── Exercise inputs

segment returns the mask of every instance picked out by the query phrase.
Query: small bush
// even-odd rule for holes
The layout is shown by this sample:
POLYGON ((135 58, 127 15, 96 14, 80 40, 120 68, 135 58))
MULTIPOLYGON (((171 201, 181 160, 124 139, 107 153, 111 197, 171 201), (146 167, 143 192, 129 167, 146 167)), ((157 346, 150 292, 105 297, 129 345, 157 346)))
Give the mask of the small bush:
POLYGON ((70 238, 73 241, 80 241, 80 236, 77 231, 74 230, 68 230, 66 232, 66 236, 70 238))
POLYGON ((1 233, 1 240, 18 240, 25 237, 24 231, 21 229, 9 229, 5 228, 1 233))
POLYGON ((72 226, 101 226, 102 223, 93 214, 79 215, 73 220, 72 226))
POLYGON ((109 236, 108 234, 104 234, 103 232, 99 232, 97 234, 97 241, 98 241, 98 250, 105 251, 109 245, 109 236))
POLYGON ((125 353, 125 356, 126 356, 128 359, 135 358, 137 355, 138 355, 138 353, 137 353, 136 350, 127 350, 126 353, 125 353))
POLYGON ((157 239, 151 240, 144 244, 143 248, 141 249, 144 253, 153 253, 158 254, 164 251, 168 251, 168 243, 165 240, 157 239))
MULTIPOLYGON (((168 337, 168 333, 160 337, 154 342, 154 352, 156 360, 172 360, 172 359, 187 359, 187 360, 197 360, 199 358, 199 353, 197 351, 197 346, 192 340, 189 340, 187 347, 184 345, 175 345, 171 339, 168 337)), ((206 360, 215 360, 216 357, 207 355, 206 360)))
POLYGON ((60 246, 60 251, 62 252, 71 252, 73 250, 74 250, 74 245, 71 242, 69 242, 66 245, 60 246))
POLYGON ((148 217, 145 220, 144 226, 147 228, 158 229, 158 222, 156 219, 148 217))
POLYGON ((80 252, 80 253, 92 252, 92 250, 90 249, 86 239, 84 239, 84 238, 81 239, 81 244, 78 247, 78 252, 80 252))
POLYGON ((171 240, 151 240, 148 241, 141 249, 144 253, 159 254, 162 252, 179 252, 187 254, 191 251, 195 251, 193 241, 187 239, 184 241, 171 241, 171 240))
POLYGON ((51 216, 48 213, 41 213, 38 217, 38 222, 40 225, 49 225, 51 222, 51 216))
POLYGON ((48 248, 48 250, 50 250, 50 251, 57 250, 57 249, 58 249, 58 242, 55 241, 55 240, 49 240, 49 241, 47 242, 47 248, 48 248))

────
── Exercise inputs

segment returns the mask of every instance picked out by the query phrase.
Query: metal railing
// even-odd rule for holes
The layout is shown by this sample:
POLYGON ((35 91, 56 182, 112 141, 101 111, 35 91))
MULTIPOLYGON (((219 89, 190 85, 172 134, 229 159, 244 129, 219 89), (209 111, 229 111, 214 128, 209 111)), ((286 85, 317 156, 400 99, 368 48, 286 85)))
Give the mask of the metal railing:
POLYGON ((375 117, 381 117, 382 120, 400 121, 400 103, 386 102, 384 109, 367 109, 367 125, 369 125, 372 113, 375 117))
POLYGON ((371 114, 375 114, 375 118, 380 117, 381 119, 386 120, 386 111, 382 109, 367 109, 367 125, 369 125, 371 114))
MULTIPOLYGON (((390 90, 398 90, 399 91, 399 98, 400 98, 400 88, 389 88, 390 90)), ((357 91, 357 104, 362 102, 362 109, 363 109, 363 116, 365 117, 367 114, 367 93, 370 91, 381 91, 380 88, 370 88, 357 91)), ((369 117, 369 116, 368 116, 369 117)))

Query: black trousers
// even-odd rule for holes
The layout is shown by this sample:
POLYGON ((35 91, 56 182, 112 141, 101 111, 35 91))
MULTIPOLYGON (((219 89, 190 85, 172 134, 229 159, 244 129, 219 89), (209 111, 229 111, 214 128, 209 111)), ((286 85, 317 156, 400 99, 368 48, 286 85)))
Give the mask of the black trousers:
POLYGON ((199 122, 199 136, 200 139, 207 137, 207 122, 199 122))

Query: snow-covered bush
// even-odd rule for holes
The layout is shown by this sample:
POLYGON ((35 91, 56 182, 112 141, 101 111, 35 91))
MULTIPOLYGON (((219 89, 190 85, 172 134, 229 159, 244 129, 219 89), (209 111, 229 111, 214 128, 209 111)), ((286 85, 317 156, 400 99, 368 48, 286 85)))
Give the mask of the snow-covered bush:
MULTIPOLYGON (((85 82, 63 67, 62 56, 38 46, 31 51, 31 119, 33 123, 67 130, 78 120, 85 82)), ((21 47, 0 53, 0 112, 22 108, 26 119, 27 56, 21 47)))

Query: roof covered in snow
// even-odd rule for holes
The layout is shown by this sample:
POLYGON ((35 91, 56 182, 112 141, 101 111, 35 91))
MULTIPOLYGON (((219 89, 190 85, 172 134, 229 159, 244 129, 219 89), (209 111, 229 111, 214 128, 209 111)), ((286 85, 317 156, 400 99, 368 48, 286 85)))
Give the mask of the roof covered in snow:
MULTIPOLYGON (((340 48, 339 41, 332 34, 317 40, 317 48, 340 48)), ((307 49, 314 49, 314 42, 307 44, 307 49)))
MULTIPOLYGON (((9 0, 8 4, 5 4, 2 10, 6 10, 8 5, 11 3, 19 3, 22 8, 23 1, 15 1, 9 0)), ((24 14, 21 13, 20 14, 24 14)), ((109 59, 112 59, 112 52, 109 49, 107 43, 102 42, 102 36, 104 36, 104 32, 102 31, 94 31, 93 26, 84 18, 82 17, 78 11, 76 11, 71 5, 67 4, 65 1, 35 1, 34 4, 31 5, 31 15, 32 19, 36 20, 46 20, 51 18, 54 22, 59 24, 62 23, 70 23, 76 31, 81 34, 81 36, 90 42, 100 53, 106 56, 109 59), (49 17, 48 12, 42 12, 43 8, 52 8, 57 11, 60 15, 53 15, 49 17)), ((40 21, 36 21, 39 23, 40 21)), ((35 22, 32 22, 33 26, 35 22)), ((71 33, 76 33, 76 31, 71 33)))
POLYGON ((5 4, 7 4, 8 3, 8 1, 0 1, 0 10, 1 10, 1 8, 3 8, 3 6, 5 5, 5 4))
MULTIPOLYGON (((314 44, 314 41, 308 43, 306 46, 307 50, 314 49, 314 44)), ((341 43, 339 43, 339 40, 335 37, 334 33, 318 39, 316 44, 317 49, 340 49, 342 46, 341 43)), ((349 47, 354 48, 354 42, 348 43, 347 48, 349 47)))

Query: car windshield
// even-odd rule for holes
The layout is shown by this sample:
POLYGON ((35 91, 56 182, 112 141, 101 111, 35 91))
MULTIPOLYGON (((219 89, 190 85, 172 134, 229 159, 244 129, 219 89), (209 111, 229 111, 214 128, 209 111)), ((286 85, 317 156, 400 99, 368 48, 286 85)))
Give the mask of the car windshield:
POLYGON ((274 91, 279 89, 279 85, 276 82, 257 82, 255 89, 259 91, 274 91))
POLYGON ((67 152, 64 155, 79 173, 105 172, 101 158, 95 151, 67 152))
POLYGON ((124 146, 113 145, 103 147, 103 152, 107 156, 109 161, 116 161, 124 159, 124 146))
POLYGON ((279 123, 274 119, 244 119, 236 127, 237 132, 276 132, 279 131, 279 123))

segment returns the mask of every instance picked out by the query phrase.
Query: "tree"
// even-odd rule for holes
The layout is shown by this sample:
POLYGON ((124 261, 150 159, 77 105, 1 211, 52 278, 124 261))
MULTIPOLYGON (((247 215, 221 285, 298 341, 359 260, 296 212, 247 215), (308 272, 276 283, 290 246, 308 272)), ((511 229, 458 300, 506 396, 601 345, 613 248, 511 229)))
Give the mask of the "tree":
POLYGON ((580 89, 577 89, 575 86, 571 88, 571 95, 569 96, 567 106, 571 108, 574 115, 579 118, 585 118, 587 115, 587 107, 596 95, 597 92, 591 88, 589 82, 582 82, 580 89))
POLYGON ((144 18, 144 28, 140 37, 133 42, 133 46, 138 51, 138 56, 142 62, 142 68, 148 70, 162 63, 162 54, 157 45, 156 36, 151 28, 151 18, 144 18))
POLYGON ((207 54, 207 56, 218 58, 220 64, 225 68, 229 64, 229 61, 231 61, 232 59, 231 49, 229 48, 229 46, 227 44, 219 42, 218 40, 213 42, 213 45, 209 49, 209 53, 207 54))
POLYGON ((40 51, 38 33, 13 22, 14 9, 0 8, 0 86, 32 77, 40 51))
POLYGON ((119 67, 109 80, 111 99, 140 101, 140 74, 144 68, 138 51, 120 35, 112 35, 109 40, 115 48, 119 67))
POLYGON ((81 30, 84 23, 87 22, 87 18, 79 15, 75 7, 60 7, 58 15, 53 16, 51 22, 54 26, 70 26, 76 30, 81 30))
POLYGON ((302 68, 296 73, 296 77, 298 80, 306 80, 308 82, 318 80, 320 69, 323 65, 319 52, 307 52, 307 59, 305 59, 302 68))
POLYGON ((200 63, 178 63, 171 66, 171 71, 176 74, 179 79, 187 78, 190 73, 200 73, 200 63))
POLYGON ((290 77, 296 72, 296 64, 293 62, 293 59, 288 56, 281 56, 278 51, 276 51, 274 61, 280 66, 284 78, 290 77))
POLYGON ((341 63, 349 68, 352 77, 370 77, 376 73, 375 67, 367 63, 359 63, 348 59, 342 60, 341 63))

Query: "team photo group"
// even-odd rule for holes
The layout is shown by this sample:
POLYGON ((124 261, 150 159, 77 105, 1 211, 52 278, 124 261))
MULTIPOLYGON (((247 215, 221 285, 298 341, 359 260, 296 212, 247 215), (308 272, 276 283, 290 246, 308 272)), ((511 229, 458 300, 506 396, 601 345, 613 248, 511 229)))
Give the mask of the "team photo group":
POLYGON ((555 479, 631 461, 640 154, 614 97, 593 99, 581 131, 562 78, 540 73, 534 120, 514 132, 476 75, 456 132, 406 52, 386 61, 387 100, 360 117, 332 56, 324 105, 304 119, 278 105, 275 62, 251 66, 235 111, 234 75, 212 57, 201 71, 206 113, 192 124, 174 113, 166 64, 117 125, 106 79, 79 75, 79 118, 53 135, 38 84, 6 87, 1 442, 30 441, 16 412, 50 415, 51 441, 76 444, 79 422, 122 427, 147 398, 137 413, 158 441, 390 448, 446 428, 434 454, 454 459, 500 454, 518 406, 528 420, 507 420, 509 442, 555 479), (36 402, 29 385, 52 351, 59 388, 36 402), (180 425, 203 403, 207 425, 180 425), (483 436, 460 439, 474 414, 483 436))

────
── Exercise inputs

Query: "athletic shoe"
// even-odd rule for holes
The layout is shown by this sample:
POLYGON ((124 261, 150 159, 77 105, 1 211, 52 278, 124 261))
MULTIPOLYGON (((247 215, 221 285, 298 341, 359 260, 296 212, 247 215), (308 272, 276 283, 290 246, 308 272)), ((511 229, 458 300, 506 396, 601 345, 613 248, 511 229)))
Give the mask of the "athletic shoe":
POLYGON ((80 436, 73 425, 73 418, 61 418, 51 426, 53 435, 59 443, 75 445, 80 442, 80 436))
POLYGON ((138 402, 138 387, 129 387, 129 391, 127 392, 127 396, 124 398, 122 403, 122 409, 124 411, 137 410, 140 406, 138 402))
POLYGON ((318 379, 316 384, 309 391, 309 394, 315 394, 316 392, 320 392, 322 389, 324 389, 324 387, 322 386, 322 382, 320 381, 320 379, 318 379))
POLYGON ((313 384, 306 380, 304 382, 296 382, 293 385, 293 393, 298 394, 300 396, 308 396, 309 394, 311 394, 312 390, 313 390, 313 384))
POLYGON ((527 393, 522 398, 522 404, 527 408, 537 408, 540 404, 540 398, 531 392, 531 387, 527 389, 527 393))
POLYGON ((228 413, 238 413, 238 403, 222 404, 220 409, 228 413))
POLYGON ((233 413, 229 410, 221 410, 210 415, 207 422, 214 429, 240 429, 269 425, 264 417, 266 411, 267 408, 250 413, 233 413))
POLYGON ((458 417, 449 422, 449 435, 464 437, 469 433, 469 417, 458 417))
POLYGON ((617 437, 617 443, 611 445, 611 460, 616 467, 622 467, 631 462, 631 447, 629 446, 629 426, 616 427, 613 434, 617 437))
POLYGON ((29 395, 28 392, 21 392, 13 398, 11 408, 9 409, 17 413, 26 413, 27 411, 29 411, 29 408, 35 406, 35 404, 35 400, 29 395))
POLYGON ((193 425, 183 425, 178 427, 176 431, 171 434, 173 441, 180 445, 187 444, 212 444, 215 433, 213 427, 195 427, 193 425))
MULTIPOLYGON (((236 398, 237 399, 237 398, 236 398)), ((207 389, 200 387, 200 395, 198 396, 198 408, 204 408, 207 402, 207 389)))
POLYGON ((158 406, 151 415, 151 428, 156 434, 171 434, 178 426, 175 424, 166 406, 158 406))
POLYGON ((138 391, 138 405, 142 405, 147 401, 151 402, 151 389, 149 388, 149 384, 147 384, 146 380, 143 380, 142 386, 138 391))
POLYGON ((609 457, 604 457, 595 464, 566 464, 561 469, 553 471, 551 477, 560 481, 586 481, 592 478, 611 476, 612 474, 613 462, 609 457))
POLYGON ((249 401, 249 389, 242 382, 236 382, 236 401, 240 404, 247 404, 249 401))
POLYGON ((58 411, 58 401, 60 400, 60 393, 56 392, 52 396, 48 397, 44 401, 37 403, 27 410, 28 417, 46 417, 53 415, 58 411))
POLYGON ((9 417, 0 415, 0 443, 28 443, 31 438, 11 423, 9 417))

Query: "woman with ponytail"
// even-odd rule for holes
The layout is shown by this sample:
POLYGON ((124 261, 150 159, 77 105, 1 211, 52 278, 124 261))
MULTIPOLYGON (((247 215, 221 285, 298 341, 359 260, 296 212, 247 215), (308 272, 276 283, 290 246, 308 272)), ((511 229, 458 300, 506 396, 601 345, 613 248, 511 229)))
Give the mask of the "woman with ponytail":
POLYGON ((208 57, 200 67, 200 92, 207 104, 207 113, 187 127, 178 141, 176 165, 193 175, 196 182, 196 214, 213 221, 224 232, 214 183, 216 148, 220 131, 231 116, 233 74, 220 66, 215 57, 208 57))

────

* _Try it_: Your answer should consist of the lines from the line with "Query: small bush" to the line with "MULTIPOLYGON (((171 201, 181" above, repeated exactly, both ends included.

* _Completed exercise_:
Query: small bush
// even-odd rule for holes
The layout is shown by this sample:
POLYGON ((135 58, 127 15, 96 14, 80 40, 120 68, 135 58))
MULTIPOLYGON (((171 201, 181 160, 124 139, 107 153, 111 197, 171 201), (146 167, 143 192, 129 167, 146 167)), ((157 346, 150 292, 105 297, 129 345, 157 346)))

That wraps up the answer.